#### SUPPLIED PASSAGE

Thanks for examining and testing the beta specimen9999.
After reading the technical info, I'm a bit concerned about the security implications. Thru the installation of the SSL CA Certificate in the Keychain the user is giving Avast! and any other program that manages to reverse engineer/hack this process complete control over the encryption trust chain, since technically Avast e resigning the connections with this certificate, if this process is somewhat hacked it could validate any otherwise untrusted connection.
I'm also giving quite a lot of trust to Avast!. The process detailed would be a quite perfect trojan horse and a smart way to circumvent the trust chain of SSL certificates.
We do not deny, that the process we are now using is a significant intervention into the SSL handling on the machine, but if done correct, it should not bring any security issues. After all, it is the mechanism that all antivirus software capable of scanning secured connections is using.
Also note, that to hack the process, you would need root rights. And a malware, that has managed it to run with root rights on your machine has already won and can use a plenty of other ways to affect SSL handling (e.g. install its own certificate into the system keychain).
...there are other ways to control viruses (File scan).

########
#### LISTED ENTRIES

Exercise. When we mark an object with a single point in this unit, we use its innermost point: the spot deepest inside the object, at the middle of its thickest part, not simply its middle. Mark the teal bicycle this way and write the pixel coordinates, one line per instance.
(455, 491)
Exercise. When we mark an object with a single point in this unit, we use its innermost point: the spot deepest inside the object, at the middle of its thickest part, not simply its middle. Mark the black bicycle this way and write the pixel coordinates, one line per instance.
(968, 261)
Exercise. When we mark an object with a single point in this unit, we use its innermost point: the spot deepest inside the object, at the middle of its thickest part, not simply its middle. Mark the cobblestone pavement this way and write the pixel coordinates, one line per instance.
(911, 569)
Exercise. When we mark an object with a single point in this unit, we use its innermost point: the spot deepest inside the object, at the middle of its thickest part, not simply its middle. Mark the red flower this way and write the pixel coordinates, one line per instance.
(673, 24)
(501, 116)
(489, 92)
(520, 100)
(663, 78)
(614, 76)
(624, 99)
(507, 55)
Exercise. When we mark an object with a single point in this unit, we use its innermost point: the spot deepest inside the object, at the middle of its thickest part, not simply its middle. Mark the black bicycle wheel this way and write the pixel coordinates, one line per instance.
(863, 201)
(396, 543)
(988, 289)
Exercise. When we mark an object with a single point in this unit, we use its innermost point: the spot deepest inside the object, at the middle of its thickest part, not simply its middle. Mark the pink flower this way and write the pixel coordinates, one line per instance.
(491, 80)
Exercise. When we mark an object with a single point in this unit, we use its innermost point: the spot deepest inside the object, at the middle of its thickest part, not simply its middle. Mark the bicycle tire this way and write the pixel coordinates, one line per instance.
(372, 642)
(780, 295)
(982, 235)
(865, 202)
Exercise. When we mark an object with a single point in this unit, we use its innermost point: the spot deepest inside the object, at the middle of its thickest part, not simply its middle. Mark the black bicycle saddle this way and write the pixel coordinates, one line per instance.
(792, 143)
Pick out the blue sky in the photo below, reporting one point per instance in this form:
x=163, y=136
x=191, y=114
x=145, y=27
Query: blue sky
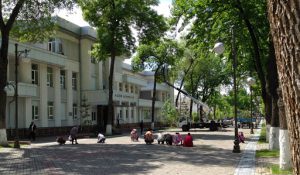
x=76, y=15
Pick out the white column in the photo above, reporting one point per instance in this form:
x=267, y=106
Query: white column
x=24, y=71
x=129, y=114
x=28, y=111
x=100, y=78
x=43, y=95
x=69, y=97
x=57, y=96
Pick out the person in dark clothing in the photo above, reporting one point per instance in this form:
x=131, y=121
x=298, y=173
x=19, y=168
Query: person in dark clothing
x=142, y=127
x=73, y=133
x=32, y=130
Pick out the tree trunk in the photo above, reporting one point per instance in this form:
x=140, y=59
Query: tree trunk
x=191, y=110
x=182, y=82
x=284, y=144
x=3, y=82
x=284, y=20
x=258, y=65
x=272, y=81
x=154, y=98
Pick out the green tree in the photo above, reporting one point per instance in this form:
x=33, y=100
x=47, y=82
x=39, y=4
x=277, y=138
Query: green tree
x=113, y=20
x=211, y=20
x=34, y=23
x=155, y=56
x=284, y=22
x=170, y=113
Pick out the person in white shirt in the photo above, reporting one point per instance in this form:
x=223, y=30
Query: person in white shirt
x=101, y=138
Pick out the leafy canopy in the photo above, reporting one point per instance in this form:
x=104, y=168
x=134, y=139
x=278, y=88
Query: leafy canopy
x=115, y=21
x=31, y=20
x=155, y=55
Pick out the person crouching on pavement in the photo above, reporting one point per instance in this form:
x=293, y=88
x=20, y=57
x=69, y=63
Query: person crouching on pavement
x=101, y=138
x=61, y=140
x=134, y=135
x=73, y=134
x=177, y=139
x=148, y=137
x=188, y=141
x=241, y=137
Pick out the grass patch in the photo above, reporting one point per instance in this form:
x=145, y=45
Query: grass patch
x=264, y=153
x=262, y=137
x=276, y=170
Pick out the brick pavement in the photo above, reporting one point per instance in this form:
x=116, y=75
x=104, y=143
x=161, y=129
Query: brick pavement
x=212, y=154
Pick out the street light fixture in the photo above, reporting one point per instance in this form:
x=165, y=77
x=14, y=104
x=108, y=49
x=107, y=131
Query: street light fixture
x=219, y=49
x=250, y=82
x=17, y=55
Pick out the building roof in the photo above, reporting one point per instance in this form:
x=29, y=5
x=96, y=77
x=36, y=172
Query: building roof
x=73, y=28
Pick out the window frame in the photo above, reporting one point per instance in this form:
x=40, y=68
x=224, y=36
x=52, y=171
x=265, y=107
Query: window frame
x=49, y=77
x=62, y=79
x=35, y=112
x=74, y=80
x=34, y=74
x=50, y=110
x=75, y=111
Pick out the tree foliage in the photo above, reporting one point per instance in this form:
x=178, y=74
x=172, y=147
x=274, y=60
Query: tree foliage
x=156, y=56
x=170, y=113
x=114, y=21
x=33, y=24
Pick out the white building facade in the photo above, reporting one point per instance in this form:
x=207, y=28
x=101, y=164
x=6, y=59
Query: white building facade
x=61, y=74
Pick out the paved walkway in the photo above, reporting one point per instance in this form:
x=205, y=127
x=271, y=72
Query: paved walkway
x=212, y=154
x=246, y=165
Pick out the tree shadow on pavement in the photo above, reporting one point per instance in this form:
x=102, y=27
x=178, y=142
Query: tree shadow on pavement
x=115, y=159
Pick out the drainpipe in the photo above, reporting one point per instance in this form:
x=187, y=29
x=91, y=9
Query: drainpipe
x=9, y=115
x=80, y=72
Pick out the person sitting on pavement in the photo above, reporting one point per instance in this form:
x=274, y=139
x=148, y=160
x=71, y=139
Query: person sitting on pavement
x=61, y=140
x=73, y=134
x=168, y=139
x=149, y=137
x=101, y=138
x=161, y=138
x=134, y=135
x=241, y=137
x=188, y=141
x=177, y=139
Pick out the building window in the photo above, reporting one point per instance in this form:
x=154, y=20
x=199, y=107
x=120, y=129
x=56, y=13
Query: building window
x=35, y=112
x=147, y=114
x=136, y=90
x=49, y=77
x=131, y=89
x=127, y=115
x=93, y=116
x=34, y=74
x=120, y=86
x=74, y=111
x=132, y=113
x=74, y=81
x=63, y=79
x=121, y=114
x=50, y=111
x=126, y=87
x=55, y=45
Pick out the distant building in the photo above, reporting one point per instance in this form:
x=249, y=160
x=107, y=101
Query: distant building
x=61, y=74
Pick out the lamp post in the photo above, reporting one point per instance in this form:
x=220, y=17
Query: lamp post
x=219, y=49
x=236, y=147
x=250, y=82
x=17, y=55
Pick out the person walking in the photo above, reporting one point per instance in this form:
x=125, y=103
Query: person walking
x=188, y=141
x=142, y=127
x=101, y=138
x=32, y=130
x=73, y=134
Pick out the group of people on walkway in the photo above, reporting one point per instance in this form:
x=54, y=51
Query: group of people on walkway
x=170, y=139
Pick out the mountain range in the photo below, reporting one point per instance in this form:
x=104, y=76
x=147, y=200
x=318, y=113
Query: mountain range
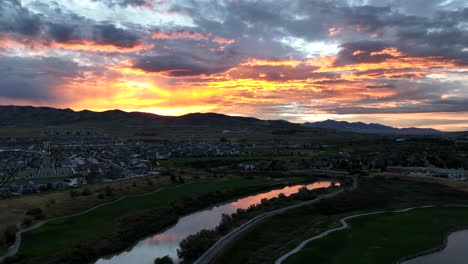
x=29, y=116
x=360, y=127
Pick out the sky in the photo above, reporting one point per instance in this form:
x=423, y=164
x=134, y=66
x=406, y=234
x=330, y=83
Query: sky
x=397, y=62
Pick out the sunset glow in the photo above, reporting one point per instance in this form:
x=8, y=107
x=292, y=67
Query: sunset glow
x=393, y=64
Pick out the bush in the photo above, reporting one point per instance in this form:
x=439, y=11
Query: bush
x=86, y=192
x=10, y=234
x=164, y=260
x=194, y=246
x=74, y=193
x=35, y=212
x=27, y=221
x=108, y=191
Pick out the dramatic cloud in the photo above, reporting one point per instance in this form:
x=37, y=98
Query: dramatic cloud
x=35, y=79
x=370, y=60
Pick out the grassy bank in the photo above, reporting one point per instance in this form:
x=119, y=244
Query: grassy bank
x=384, y=238
x=110, y=227
x=279, y=234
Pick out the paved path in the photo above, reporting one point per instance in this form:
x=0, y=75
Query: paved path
x=345, y=225
x=212, y=252
x=13, y=249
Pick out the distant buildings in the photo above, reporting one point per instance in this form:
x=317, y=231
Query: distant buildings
x=458, y=174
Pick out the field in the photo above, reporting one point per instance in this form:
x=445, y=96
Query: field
x=371, y=237
x=66, y=233
x=59, y=203
x=277, y=235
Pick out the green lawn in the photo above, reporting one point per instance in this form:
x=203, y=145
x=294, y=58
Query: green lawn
x=277, y=235
x=384, y=238
x=63, y=234
x=211, y=162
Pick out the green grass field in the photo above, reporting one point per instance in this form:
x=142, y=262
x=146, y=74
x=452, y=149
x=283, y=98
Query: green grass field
x=62, y=234
x=210, y=162
x=384, y=238
x=277, y=235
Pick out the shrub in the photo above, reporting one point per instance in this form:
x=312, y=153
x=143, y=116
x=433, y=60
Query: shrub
x=35, y=212
x=194, y=246
x=108, y=191
x=74, y=193
x=86, y=192
x=10, y=234
x=164, y=260
x=27, y=221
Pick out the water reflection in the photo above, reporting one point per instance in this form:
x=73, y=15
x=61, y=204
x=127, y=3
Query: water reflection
x=455, y=253
x=167, y=243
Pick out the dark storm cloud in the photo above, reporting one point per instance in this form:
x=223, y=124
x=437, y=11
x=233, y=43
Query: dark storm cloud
x=435, y=106
x=109, y=34
x=34, y=79
x=125, y=3
x=17, y=19
x=179, y=66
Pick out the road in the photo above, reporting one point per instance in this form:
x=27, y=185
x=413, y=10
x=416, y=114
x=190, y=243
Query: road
x=345, y=225
x=219, y=246
x=13, y=249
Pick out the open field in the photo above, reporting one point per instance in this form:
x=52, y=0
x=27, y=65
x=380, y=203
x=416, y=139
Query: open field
x=64, y=234
x=211, y=162
x=277, y=235
x=59, y=203
x=384, y=238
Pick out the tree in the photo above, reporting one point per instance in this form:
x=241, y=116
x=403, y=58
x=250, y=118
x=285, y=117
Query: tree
x=194, y=246
x=10, y=234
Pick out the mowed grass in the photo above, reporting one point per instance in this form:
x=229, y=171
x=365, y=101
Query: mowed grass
x=279, y=234
x=384, y=238
x=64, y=233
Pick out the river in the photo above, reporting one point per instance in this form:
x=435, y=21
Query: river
x=167, y=242
x=454, y=253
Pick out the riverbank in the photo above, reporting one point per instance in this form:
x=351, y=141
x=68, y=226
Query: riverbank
x=115, y=226
x=405, y=232
x=276, y=236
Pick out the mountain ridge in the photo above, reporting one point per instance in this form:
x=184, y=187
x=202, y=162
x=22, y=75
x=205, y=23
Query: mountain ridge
x=48, y=116
x=371, y=128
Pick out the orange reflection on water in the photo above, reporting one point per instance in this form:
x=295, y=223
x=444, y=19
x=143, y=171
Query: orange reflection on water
x=287, y=191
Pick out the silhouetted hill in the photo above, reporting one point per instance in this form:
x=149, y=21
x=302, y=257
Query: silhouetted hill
x=360, y=127
x=46, y=116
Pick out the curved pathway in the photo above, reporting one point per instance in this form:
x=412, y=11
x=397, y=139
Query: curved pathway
x=345, y=225
x=13, y=249
x=214, y=250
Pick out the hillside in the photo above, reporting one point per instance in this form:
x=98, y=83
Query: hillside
x=360, y=127
x=28, y=116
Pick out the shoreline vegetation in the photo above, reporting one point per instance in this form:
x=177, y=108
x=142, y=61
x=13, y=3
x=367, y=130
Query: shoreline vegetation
x=197, y=244
x=274, y=237
x=408, y=233
x=115, y=227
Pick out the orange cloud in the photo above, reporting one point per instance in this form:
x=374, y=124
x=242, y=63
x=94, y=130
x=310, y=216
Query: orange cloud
x=180, y=34
x=223, y=41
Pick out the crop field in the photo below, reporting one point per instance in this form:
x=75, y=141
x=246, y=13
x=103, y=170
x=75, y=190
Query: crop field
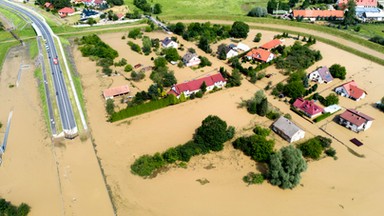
x=217, y=7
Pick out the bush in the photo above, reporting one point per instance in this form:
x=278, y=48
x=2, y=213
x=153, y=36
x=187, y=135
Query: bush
x=253, y=178
x=146, y=164
x=128, y=68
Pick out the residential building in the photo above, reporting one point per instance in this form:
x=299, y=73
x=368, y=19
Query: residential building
x=308, y=107
x=359, y=3
x=261, y=55
x=351, y=90
x=355, y=120
x=241, y=47
x=191, y=59
x=314, y=14
x=321, y=75
x=169, y=43
x=116, y=91
x=187, y=88
x=67, y=11
x=271, y=44
x=288, y=130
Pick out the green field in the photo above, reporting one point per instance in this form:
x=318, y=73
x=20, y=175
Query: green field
x=217, y=7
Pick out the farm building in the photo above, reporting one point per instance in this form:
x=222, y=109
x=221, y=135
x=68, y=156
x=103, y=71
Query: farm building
x=355, y=120
x=188, y=88
x=309, y=108
x=321, y=75
x=288, y=130
x=116, y=91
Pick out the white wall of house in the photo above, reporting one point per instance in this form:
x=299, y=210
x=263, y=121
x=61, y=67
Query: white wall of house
x=297, y=136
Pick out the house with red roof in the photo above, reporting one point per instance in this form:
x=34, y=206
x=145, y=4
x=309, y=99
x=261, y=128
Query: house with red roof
x=351, y=90
x=188, y=88
x=260, y=55
x=359, y=3
x=67, y=11
x=313, y=14
x=271, y=44
x=48, y=5
x=116, y=91
x=355, y=120
x=308, y=107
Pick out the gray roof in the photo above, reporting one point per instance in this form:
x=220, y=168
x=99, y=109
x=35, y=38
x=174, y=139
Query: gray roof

########

### PROBLEMS TO WORK ON
1. According to the Avast SSL discussion, what rights would someone need in order to hack the process?
2. Repeat the Avast SSL discussion from "I'm also giving" up to and including "the system keychain).".
This material comes from a source unrelated to the Avast SSL discussion.

### RESULTS BY TASK
1. Root rights.

2.
I'm also giving quite a lot of trust to Avast!. The process detailed would be a quite perfect trojan horse and a smart way to circumvent the trust chain of SSL certificates.
We do not deny, that the process we are now using is a significant intervention into the SSL handling on the machine, but if done correct, it should not bring any security issues. After all, it is the mechanism that all antivirus software capable of scanning secured connections is using.
Also note, that to hack the process, you would need root rights. And a malware, that has managed it to run with root rights on your machine has already won and can use a plenty of other ways to affect SSL handling (e.g. install its own certificate into the system keychain).